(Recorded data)

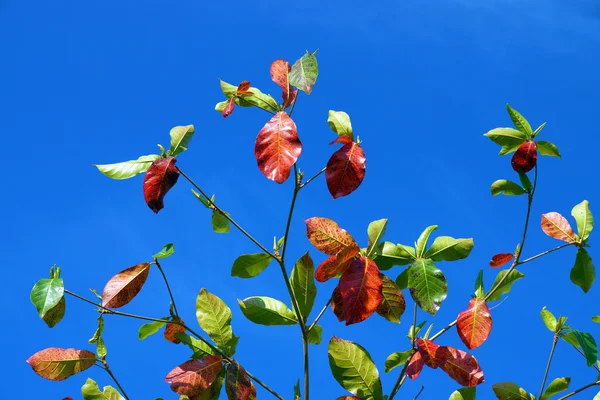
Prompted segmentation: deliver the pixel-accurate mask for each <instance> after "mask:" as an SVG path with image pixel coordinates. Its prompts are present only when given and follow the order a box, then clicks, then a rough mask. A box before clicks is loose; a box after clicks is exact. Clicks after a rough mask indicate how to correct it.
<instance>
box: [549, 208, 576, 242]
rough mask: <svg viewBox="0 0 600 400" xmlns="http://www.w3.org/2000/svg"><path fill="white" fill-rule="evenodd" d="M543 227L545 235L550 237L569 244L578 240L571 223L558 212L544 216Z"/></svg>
mask: <svg viewBox="0 0 600 400" xmlns="http://www.w3.org/2000/svg"><path fill="white" fill-rule="evenodd" d="M541 225H542V230H543V231H544V233H545V234H546V235H548V236H550V237H553V238H555V239H558V240H564V241H565V242H569V243H571V242H575V241H576V240H577V239H576V237H575V232H573V228H571V225H570V224H569V222H568V221H567V220H566V219H565V217H563V216H562V215H560V214H559V213H557V212H551V213H548V214H542V222H541Z"/></svg>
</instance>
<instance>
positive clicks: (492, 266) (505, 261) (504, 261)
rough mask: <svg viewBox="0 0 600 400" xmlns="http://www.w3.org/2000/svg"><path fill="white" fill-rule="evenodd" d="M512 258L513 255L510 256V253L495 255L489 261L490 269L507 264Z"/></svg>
mask: <svg viewBox="0 0 600 400" xmlns="http://www.w3.org/2000/svg"><path fill="white" fill-rule="evenodd" d="M513 257H514V254H510V253H500V254H496V255H495V256H494V257H492V260H491V261H490V267H492V268H498V267H501V266H503V265H504V264H506V263H507V262H509V261H510V260H512V258H513Z"/></svg>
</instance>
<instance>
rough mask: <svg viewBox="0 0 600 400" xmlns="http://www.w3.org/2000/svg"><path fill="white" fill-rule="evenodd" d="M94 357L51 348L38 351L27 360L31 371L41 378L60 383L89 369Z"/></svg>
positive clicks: (75, 350)
mask: <svg viewBox="0 0 600 400" xmlns="http://www.w3.org/2000/svg"><path fill="white" fill-rule="evenodd" d="M95 362H96V355H95V354H94V353H92V352H90V351H87V350H77V349H61V348H56V347H51V348H48V349H44V350H41V351H38V352H37V353H35V354H34V355H32V356H31V357H29V358H28V359H27V363H28V364H29V365H30V366H31V368H32V369H33V371H34V372H35V373H36V374H38V375H39V376H41V377H42V378H45V379H49V380H51V381H62V380H64V379H67V378H68V377H70V376H73V375H75V374H78V373H79V372H81V371H85V370H86V369H88V368H90V367H91V366H93V365H94V363H95Z"/></svg>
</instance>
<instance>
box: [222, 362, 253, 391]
mask: <svg viewBox="0 0 600 400" xmlns="http://www.w3.org/2000/svg"><path fill="white" fill-rule="evenodd" d="M225 391H226V392H227V398H229V399H236V400H249V399H252V398H256V388H255V387H254V385H253V384H252V382H251V381H250V378H249V377H248V374H247V373H246V370H245V369H244V368H243V367H242V366H241V365H240V364H238V362H237V361H235V360H234V361H233V362H232V363H231V364H230V365H229V367H228V368H227V375H226V381H225Z"/></svg>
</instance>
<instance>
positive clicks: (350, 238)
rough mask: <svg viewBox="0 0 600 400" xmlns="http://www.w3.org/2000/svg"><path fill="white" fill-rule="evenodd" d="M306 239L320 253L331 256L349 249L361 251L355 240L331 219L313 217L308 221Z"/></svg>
mask: <svg viewBox="0 0 600 400" xmlns="http://www.w3.org/2000/svg"><path fill="white" fill-rule="evenodd" d="M304 222H306V237H307V238H308V240H309V241H310V242H311V243H312V244H313V246H315V247H316V248H317V249H318V250H319V251H322V252H323V253H325V254H329V255H330V256H335V255H337V254H339V253H340V252H341V251H342V250H344V249H345V248H347V247H352V248H355V249H357V250H358V249H359V247H358V244H356V241H355V240H354V238H353V237H352V236H351V235H350V234H349V233H348V232H347V231H346V230H345V229H342V228H340V227H339V225H338V224H337V223H336V222H334V221H332V220H330V219H329V218H322V217H312V218H309V219H307V220H306V221H304Z"/></svg>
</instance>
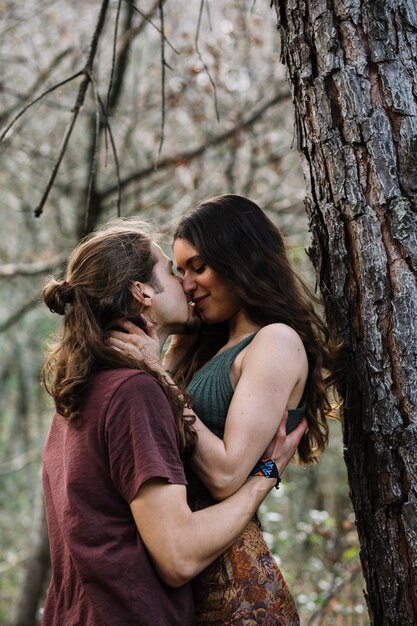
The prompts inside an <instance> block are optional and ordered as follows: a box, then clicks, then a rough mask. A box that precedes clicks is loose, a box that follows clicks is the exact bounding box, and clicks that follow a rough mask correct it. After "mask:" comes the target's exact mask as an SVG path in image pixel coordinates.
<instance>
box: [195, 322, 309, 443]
mask: <svg viewBox="0 0 417 626" xmlns="http://www.w3.org/2000/svg"><path fill="white" fill-rule="evenodd" d="M255 335H256V333H253V334H252V335H250V336H249V337H246V338H245V339H243V340H242V341H240V342H239V343H237V344H236V345H235V346H232V347H231V348H228V349H227V350H225V351H224V352H221V353H220V354H218V355H216V356H214V357H213V358H212V359H210V361H208V362H207V363H206V364H205V365H203V367H202V368H201V369H199V370H198V372H196V374H195V375H194V377H193V379H192V380H191V382H190V383H189V385H188V387H187V391H188V393H189V394H190V396H191V397H192V398H193V401H194V402H193V409H194V411H195V412H196V414H197V415H198V417H199V418H200V419H201V421H202V422H203V423H204V424H205V425H206V426H207V428H209V429H210V430H211V431H212V432H213V433H214V434H215V435H217V437H220V438H221V439H222V438H223V435H224V425H225V422H226V415H227V411H228V409H229V405H230V402H231V400H232V396H233V387H232V383H231V382H230V368H231V366H232V363H233V361H234V360H235V358H236V357H237V355H238V354H239V352H241V351H242V350H243V348H245V347H246V346H247V345H248V344H249V343H250V342H251V341H252V339H253V338H254V336H255ZM305 396H306V391H305V390H304V393H303V397H302V398H301V401H300V404H299V405H298V407H297V408H296V409H291V410H289V411H288V419H287V433H289V432H291V431H292V430H294V428H295V427H296V426H297V425H298V424H299V423H300V420H301V418H302V416H303V415H304V413H305V408H306V397H305Z"/></svg>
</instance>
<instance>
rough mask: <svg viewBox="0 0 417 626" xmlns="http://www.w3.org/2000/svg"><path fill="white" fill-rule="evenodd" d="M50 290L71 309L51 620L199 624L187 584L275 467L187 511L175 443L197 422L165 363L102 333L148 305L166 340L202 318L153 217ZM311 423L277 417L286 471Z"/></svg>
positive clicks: (61, 439) (91, 238) (54, 540)
mask: <svg viewBox="0 0 417 626" xmlns="http://www.w3.org/2000/svg"><path fill="white" fill-rule="evenodd" d="M43 295H44V300H45V302H46V303H47V305H48V306H49V308H50V309H51V310H52V311H54V312H58V313H60V314H63V315H64V332H63V338H62V340H61V341H60V342H59V343H58V344H57V345H56V346H55V347H54V348H53V350H52V352H51V353H50V355H49V357H48V359H47V362H46V373H47V374H48V373H49V377H50V378H49V382H48V380H47V388H48V390H49V392H50V393H51V395H52V396H53V398H54V400H55V403H56V406H57V407H58V411H57V413H56V414H55V415H54V418H53V422H52V425H51V428H50V431H49V434H48V438H47V441H46V444H45V448H44V454H43V461H44V464H43V481H44V489H45V501H46V509H47V517H48V529H49V536H50V545H51V559H52V580H51V584H50V587H49V590H48V596H47V599H46V603H45V608H44V616H43V623H44V624H45V625H47V626H52V625H53V626H58V624H59V625H62V624H65V626H67V625H70V624H74V625H75V624H82V625H83V626H93V625H94V626H100V625H102V624H111V625H120V626H126V625H127V624H135V625H139V626H141V625H143V626H147V625H149V626H150V625H152V626H155V625H156V626H175V625H178V626H188V625H191V624H192V623H193V604H192V595H191V590H190V587H189V585H188V582H189V581H190V580H191V579H192V578H193V577H194V576H195V575H196V574H197V573H199V572H200V571H201V570H203V569H204V568H205V567H206V566H207V565H208V564H209V563H210V562H211V561H213V560H214V559H215V558H216V557H217V556H218V555H220V554H221V553H222V552H223V551H224V550H225V549H227V548H228V547H229V546H230V545H231V544H232V543H233V541H234V540H235V539H236V538H237V537H238V536H239V535H240V533H241V532H242V531H243V529H244V528H245V526H246V525H247V523H248V522H249V520H250V519H251V517H252V515H253V513H254V512H255V510H256V509H257V508H258V507H259V505H260V503H261V502H262V500H263V499H264V498H265V496H266V495H267V493H268V492H269V491H270V490H271V488H272V487H273V486H274V484H275V483H276V479H275V478H267V477H259V476H254V477H251V478H249V479H248V481H247V482H246V483H245V485H243V487H242V488H241V489H240V490H239V491H238V492H236V493H235V494H234V495H232V496H231V497H230V498H228V499H227V500H225V501H223V502H221V503H219V504H217V505H215V506H213V507H210V508H208V509H204V510H202V511H198V512H191V510H190V509H189V507H188V505H187V499H186V479H185V476H184V470H183V466H182V462H181V457H180V450H179V443H180V447H181V448H185V447H186V444H184V442H187V441H190V440H191V439H192V433H191V430H190V426H189V424H187V423H185V422H184V420H183V419H182V417H181V412H182V408H183V407H182V406H181V411H179V410H178V403H180V402H181V399H180V398H179V396H178V393H177V392H175V390H173V389H172V388H171V386H170V385H169V384H167V383H166V382H165V381H164V379H163V377H162V376H161V375H160V374H158V371H157V370H158V367H157V366H156V368H155V373H154V374H152V372H151V375H150V374H149V373H146V371H144V370H146V369H147V368H146V366H145V365H144V366H143V369H138V366H137V365H135V364H134V363H132V361H130V360H129V358H128V357H125V356H124V355H123V353H119V354H118V353H117V352H115V351H114V350H113V349H112V348H111V347H110V346H108V344H107V343H106V330H107V329H108V328H109V327H111V324H112V322H114V320H116V319H117V318H135V319H140V316H141V314H142V313H145V314H146V316H147V317H149V318H150V319H152V321H153V322H154V323H155V326H156V328H157V335H158V339H159V342H160V345H161V347H162V345H163V344H164V342H165V340H166V338H167V337H168V335H170V334H171V333H173V332H178V331H180V330H182V329H184V328H185V327H187V326H190V325H191V326H192V325H193V324H194V323H195V320H194V318H193V313H192V310H191V309H190V307H189V306H188V303H187V301H186V298H185V295H184V293H183V290H182V287H181V280H180V279H179V278H178V277H177V276H175V274H174V273H173V270H172V263H171V262H170V261H169V259H168V258H167V257H166V256H165V255H164V253H163V252H162V250H161V249H160V248H159V247H158V246H157V245H156V244H154V243H151V241H150V238H149V236H148V235H146V234H144V225H143V224H141V223H138V222H135V221H126V222H113V223H111V224H110V225H109V226H107V227H105V228H104V229H102V230H101V231H98V232H97V233H94V234H93V235H92V236H91V237H90V238H89V239H88V240H86V241H84V242H82V243H81V244H80V245H79V246H78V247H77V248H76V250H75V251H74V253H73V254H72V256H71V258H70V261H69V264H68V268H67V273H66V279H65V281H63V282H61V281H54V280H53V281H50V283H49V284H48V285H47V286H46V287H45V288H44V291H43ZM167 396H168V397H167ZM168 398H170V399H171V401H172V403H173V406H174V413H173V410H172V408H171V406H170V402H169V401H168ZM175 407H177V408H175ZM174 414H175V415H174ZM303 430H304V427H303V428H299V429H297V431H294V433H292V434H291V435H290V436H288V437H287V438H286V440H285V441H284V439H285V435H284V430H283V429H282V428H281V429H280V437H279V439H280V441H279V445H278V443H277V445H276V446H275V451H274V453H273V456H274V458H275V459H276V462H277V466H278V469H279V470H280V471H282V470H283V469H284V467H285V466H286V464H287V463H288V460H289V459H290V458H291V456H292V454H293V452H294V451H295V449H296V446H297V444H298V441H299V438H300V437H301V434H302V432H303ZM178 442H179V443H178ZM279 447H280V448H281V451H280V452H279V451H278V448H279Z"/></svg>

▶ What you will do:
Filter the data for the string "follow" and copy every line that has it.

▶ Answer section:
Prompted segmentation: deliver the pixel-accurate mask for each <instance> after "mask:" as an SVG path with image pixel coordinates. Its prompts are present only when given and follow the order a box, then clicks, then a rough mask. A box before clicks is loose; a box after clicks is exact. Clicks after a rough mask indicate how to correct it.
The prompts inside an <instance> block are optional and ordered as follows: a box, then clicks, then a rough mask. A box that precedes clicks is loose, a box that follows clicks is the exact bounding box, and clicks that follow a rough mask correct it. After "mask:" comes the target's exact mask as an SVG path in image pixel coordinates.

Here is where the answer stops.